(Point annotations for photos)
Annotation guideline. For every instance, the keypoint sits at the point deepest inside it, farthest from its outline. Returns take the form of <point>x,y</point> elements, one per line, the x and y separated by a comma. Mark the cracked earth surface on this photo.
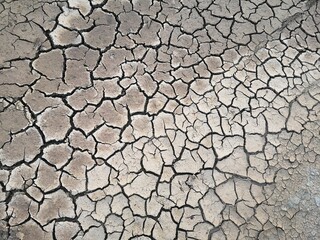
<point>146,119</point>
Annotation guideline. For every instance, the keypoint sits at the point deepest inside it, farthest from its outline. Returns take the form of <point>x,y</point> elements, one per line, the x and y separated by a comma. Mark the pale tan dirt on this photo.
<point>148,119</point>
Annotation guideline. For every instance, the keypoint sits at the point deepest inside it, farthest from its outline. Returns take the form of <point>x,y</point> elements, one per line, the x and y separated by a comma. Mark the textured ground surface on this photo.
<point>145,119</point>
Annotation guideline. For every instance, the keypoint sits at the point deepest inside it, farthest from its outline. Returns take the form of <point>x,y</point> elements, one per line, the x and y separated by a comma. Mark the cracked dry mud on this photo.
<point>147,119</point>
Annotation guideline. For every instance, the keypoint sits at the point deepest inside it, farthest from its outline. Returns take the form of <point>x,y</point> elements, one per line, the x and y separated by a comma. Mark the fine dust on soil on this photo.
<point>148,119</point>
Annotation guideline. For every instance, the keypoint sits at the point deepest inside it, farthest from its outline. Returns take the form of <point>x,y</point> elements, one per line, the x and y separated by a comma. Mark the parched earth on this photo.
<point>149,119</point>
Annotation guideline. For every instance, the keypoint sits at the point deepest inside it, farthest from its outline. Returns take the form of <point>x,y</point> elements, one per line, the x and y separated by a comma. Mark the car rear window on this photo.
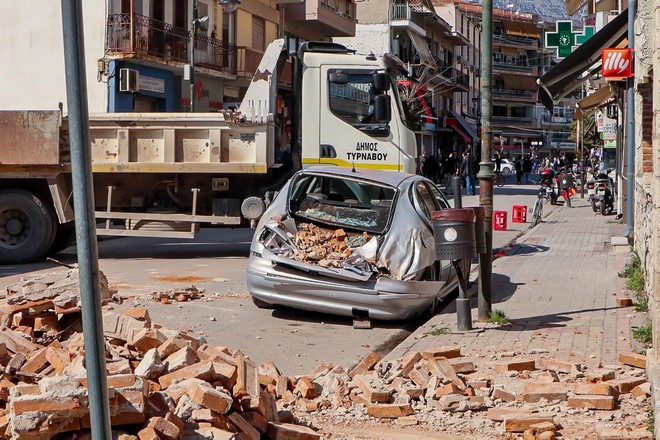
<point>341,202</point>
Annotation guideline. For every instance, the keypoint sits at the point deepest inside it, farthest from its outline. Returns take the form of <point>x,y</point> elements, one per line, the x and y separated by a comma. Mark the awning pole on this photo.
<point>630,129</point>
<point>486,175</point>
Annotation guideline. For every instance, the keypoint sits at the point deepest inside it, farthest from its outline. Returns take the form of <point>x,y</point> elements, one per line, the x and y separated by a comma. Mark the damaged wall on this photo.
<point>647,155</point>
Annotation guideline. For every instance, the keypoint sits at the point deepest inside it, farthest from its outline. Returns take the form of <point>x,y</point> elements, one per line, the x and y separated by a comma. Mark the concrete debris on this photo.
<point>165,384</point>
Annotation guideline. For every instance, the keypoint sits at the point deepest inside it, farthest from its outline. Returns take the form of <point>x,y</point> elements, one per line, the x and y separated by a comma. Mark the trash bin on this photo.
<point>453,230</point>
<point>480,229</point>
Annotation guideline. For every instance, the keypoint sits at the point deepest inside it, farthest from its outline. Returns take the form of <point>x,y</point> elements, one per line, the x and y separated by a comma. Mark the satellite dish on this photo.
<point>202,23</point>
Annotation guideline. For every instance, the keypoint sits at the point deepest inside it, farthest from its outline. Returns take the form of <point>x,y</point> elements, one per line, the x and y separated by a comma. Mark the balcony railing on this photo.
<point>523,94</point>
<point>406,12</point>
<point>513,67</point>
<point>343,8</point>
<point>146,36</point>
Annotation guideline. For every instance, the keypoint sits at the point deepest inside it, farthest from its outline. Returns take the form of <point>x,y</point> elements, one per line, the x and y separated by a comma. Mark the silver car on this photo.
<point>352,243</point>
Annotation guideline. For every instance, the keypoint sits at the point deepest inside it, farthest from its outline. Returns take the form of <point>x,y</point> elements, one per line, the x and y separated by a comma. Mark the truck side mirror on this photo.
<point>381,82</point>
<point>338,78</point>
<point>383,108</point>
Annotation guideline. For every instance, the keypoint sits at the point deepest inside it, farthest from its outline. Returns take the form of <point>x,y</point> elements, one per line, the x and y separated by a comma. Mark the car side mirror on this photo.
<point>381,82</point>
<point>383,108</point>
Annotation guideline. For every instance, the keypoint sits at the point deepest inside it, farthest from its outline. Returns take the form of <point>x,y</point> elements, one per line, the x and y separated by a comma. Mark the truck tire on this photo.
<point>27,227</point>
<point>64,237</point>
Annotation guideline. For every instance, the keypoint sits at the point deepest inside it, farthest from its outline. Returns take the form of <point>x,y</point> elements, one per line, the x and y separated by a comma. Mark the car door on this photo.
<point>427,199</point>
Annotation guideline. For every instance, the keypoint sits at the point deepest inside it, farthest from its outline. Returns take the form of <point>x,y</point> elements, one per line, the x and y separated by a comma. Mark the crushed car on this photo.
<point>352,243</point>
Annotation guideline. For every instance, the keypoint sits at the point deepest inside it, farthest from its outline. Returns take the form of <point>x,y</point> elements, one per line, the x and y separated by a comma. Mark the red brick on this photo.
<point>365,364</point>
<point>211,398</point>
<point>391,411</point>
<point>592,402</point>
<point>601,389</point>
<point>521,423</point>
<point>558,366</point>
<point>519,365</point>
<point>550,391</point>
<point>306,388</point>
<point>445,352</point>
<point>164,428</point>
<point>287,431</point>
<point>626,384</point>
<point>633,359</point>
<point>499,393</point>
<point>246,429</point>
<point>201,370</point>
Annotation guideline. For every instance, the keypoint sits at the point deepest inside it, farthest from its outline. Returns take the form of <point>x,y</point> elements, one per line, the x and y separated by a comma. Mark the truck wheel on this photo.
<point>64,237</point>
<point>27,228</point>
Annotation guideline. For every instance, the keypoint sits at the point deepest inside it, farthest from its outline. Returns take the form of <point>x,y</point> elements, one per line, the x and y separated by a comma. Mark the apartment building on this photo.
<point>429,44</point>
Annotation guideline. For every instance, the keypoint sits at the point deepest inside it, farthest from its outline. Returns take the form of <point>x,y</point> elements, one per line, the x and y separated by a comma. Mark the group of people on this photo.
<point>466,166</point>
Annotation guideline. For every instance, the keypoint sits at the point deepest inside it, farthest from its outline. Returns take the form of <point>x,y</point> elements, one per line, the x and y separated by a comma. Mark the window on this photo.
<point>258,33</point>
<point>340,202</point>
<point>353,102</point>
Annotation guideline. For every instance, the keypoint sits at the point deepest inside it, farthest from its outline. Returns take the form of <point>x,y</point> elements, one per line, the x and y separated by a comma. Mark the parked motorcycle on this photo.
<point>601,193</point>
<point>548,179</point>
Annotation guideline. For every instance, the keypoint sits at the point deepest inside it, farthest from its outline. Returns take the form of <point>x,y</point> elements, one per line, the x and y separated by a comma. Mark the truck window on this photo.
<point>353,102</point>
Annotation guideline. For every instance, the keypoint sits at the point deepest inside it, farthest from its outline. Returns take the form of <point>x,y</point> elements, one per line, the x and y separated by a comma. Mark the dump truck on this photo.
<point>168,174</point>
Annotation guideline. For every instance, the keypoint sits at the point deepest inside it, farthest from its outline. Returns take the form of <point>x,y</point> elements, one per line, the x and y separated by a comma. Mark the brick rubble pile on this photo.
<point>165,384</point>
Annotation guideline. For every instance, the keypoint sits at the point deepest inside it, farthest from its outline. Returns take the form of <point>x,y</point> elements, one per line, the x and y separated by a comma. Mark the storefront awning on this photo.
<point>568,74</point>
<point>592,102</point>
<point>457,122</point>
<point>422,48</point>
<point>520,29</point>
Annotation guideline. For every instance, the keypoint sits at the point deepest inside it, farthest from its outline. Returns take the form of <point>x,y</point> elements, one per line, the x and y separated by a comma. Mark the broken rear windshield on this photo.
<point>342,202</point>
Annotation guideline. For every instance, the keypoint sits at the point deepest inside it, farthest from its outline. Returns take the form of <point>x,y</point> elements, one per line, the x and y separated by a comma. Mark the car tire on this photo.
<point>262,304</point>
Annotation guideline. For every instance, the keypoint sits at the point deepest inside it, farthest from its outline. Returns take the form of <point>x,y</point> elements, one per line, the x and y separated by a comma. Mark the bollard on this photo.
<point>456,189</point>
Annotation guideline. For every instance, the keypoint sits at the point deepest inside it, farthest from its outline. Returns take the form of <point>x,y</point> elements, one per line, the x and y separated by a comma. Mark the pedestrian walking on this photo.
<point>469,173</point>
<point>518,166</point>
<point>527,168</point>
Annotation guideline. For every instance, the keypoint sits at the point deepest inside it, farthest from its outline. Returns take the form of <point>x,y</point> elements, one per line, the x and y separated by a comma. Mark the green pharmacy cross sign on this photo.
<point>565,40</point>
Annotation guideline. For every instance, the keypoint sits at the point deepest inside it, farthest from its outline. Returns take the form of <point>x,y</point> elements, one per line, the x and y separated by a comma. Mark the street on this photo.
<point>295,341</point>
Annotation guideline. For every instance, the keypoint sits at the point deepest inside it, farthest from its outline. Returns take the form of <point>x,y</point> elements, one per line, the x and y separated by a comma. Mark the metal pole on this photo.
<point>191,47</point>
<point>630,129</point>
<point>83,200</point>
<point>486,175</point>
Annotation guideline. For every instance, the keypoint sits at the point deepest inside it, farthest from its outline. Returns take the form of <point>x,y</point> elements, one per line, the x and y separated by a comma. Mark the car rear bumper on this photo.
<point>382,299</point>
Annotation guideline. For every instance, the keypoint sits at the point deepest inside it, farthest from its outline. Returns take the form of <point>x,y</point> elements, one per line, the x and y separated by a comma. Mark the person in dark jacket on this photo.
<point>469,172</point>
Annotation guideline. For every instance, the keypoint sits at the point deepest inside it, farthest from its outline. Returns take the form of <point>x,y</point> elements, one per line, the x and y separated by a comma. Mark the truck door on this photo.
<point>349,134</point>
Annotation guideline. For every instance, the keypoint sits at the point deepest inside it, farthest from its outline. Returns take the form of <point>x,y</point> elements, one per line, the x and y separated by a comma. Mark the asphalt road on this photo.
<point>215,261</point>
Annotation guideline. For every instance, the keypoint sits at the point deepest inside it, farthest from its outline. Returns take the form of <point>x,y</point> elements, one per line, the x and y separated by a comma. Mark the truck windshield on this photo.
<point>341,202</point>
<point>353,102</point>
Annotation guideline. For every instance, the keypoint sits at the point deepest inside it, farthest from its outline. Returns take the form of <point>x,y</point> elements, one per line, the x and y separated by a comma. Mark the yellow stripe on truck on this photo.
<point>345,163</point>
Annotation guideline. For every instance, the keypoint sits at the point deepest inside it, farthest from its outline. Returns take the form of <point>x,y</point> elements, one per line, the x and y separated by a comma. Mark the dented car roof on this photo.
<point>392,178</point>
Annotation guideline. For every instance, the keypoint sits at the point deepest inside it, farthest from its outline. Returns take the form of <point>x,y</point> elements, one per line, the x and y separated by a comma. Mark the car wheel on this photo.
<point>262,304</point>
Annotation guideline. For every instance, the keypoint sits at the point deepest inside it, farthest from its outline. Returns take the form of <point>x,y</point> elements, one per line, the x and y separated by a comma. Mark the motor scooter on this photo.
<point>601,193</point>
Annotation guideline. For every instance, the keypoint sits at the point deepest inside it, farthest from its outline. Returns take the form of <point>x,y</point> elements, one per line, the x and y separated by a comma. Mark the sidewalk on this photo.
<point>558,286</point>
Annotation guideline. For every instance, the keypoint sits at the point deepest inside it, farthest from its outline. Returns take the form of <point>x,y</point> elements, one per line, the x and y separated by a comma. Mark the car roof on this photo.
<point>392,178</point>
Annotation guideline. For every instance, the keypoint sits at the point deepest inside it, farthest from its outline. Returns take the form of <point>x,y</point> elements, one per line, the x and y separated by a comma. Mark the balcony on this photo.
<point>514,94</point>
<point>153,40</point>
<point>516,68</point>
<point>405,15</point>
<point>330,18</point>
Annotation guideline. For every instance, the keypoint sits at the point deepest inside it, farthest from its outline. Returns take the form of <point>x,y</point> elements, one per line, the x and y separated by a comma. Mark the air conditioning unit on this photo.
<point>129,80</point>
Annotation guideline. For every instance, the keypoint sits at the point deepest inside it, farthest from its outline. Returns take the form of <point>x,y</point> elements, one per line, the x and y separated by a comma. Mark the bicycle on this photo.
<point>499,179</point>
<point>537,211</point>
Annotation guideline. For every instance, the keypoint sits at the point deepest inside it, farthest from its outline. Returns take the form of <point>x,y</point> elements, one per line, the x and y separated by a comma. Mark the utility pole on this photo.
<point>83,200</point>
<point>486,175</point>
<point>192,12</point>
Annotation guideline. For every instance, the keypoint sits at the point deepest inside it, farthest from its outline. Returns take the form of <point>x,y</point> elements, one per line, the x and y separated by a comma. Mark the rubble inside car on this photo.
<point>308,243</point>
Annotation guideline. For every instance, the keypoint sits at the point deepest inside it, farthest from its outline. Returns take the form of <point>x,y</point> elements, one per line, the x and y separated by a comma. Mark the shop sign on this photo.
<point>617,63</point>
<point>151,84</point>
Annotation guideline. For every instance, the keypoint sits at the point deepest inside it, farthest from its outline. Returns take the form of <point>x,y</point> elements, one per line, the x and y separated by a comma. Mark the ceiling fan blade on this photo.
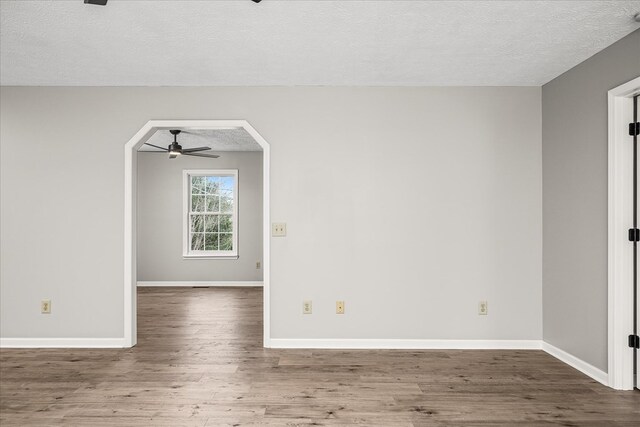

- WRITTEN TASK: Express the lines of the material from the one containing "wall on this photo." through the one containing "<point>647,155</point>", both included, as a Markdown table with the columns Row and Line. Leave out any blank lines.

- FINAL ANSWER:
| Row | Line |
|---|---|
| 1 | Annotation guideline. For every instance, the keypoint sits at the point deepest inside it, farthest from its outline. Returns take the form of <point>x,y</point> elements, one per line, the x and y separated by a comma. Mark the damaged wall on this photo. |
| 2 | <point>647,155</point> |